EXERCISE REQUIREMENTS:
A - In the article on the Vikings, rewrite the stretch from "They have withstood" through "protect each other.", substituting "play caller" for "offensive coordinator".
B - According to the article on the Vikings, what four things is the team lacking after its fourth straight loss?
C - Answer these questions from the article on the Vikings:
(i) What was the Vikings' record five weeks into Zimmer's third season?
(ii) What did Zimmer place around the complex before the bye week?
(iii) What was the final score of Sunday's game?

===== PAGE TEXT

LANDOVER, MD. – Mike Zimmer answered questions while gazing at the floor, his right eye red from a recent surgery. He wore all black, a color that not so long ago would have bespoken single-mindedness but on Sunday morphed into something funereal.
Five weeks into his third season as an NFL head coach, Zimmer had a battered Vikings team atop the NFL at 5-0. The surge seemed nothing less than a continuation of his coaching magnum opus. In three seasons, he had improved the Vikings from embarrassing to competent to contending to, now, it seemed, a threat to win it all.
Sunday afternoon, Zimmer coached the Vikings to a fourth straight loss, and that quickly they are 5-4, stuck ankle-deep in the league's mediocrity, lacking an offensive line, a running game, a reliable kicker and the defensive fearsomeness that had previously made their most gut-churning injuries irrelevant.
In the four weeks since the Vikings entered their bye week undefeated and Zimmer placed stuffed animals around the complex to remind his players not to become "fat cats," they have lost four straight seemingly winnable games, casting this season and the direction of Zimmer's program into question.
"I'm concerned, obviously," he said. "But I still believe. I believe that we do a couple of things here and a couple of things there and we're going to win games. I see it every week in the NFL. I just feel like if we can get over the hump, if we can just keep fighting until we do, that positive things will happen.
"But it doesn't look like that right now."
The team's gumption shouldn't be in question. The Vikings came back from a 14-0 deficit on the road to take a 20-14 lead. They moved down the field in the final minute to position themselves for a pass into the end zone before the pocket collapsed twice around Sam Bradford, making the final Washington 26, Vikings 20.
They have withstood dire injuries to the offensive line, their star running back and their franchise quarterback. They had their offensive coordinator leave at midseason, the kind of move that would be called traitorous if NFL coaches didn't publicly protect each other.

==========
===== AVAILABLE DATA

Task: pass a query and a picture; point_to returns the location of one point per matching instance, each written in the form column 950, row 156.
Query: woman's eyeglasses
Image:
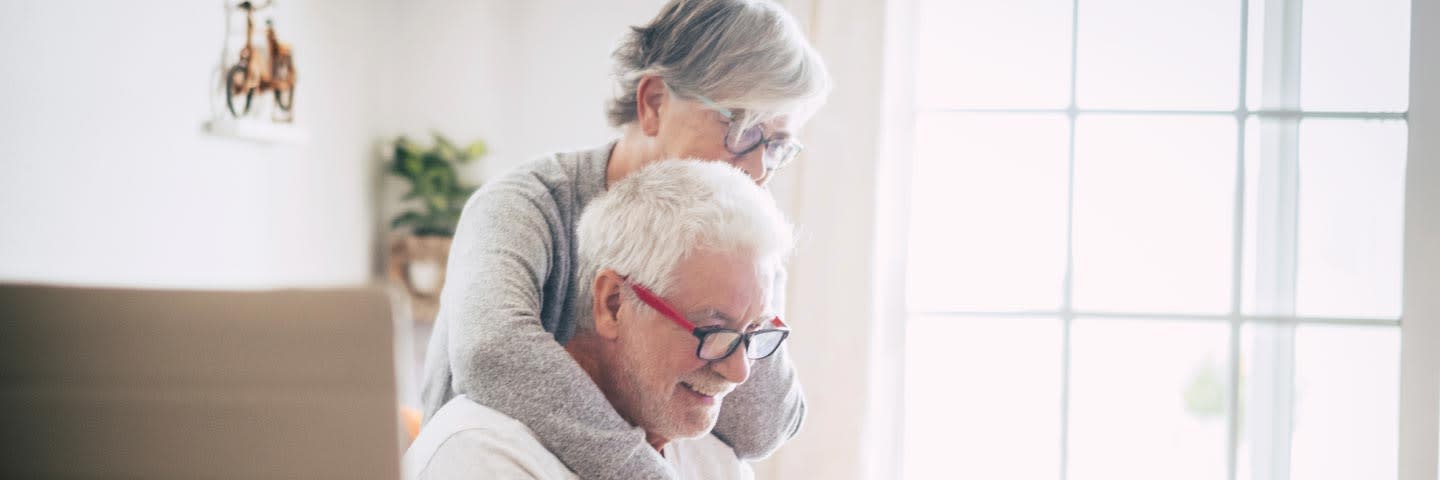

==========

ANSWERS TO THE EXERCISE:
A -
They have withstood dire injuries to the offensive line, their star running back and their franchise quarterback. They had their play caller leave at midseason, the kind of move that would be called traitorous if NFL coaches didn't publicly protect each other.

B -
- An offensive line
- A running game
- A reliable kicker
- The defensive fearsomeness that had previously made their most gut-churning injuries irrelevant

C -
(i) 5-0
(ii) Stuffed animals
(iii) Washington 26, Vikings 20